## Document segment
########################################

Genetics, Cell Biology, and Development (GCD)
Microbiology, Immunology, and Cancer Biology (MICAB)
The central nervous system (CNS) is a tightly organized structure made up of thousands of cell types. The molecular mechanisms responsible for orchestrating CNS development involve the action of inductive signals; one such signal is Sonic Hedgehog (SHH), which is both necessary and sufficient for induction and differentiation of several neural cell lineages. The cerebellum originates from two distinct progenitor populations, subventricular zone (SVZ) precursors and granule neuron precursor cells (GNPCs).
Our laboratory recently identified Rho GTPase activating protein 36 (ARHGAP36) as a novel regulator of SHH signaling in a forward genetic screen for medulloblastoma (MB) in mice. MB is a heterogenous disease made up of four distinct subgroups: SHH, wingless (WNT), group 3 and group 4. Researchers have postulated that distinct cells of origin may be associated with each subgroup, and SVZ precursors and GNPCs lead exclusively to WNT and SHH MB, respectively. ARHGAP36 overexpression was associated with group 3 and 4 MB in mice and humans, though the cell of origin of which has not been defined. ARHGAP36 expression activates SHH signaling which may be its contributing role in MB development. SHH’s roles in stem cell maintenance and function also implicates a role for ARHGAP36 in both regulating cancer stem cells within a tumor and in normal CNS development.

########################################

## Data for analysis

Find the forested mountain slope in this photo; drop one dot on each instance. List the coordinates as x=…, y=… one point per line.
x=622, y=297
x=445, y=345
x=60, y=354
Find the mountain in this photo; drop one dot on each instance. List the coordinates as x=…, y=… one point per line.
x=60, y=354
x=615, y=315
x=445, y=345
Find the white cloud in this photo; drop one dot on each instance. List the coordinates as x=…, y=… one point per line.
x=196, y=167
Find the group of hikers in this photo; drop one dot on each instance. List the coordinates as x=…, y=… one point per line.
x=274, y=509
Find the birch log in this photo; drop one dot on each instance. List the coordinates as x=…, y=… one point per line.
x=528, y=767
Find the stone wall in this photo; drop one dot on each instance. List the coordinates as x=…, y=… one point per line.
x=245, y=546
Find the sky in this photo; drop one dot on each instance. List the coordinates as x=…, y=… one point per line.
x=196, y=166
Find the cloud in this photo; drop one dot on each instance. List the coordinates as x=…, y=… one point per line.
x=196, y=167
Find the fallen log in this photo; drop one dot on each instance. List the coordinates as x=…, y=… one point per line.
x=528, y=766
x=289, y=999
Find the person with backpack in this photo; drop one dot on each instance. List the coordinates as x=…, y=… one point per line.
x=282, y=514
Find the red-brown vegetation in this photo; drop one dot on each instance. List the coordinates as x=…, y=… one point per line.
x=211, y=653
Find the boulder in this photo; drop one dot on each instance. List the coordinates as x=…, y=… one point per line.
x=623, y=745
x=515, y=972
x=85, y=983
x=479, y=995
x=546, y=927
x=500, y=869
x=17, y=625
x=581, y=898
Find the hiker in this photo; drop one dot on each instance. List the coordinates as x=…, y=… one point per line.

########################################

## Exercise instructions
**A.** In the text on ARHGAP36 and CNS development, what are the four subgroups of medulloblastoma?
**B.** Rewrite the text on ARHGAP36 and CNS development starting at "Microbiology, Immunology, and" and ending at "precursor cells (GNPCs).", changing "cerebellum" to "hindbrain".

## Solutions in order
**A.** SHH, wingless (WNT), group 3, and group 4.

**B.**
Microbiology, Immunology, and Cancer Biology (MICAB)
The central nervous system (CNS) is a tightly organized structure made up of thousands of cell types. The molecular mechanisms responsible for orchestrating CNS development involve the action of inductive signals; one such signal is Sonic Hedgehog (SHH), which is both necessary and sufficient for induction and differentiation of several neural cell lineages. The hindbrain originates from two distinct progenitor populations, subventricular zone (SVZ) precursors and granule neuron precursor cells (GNPCs).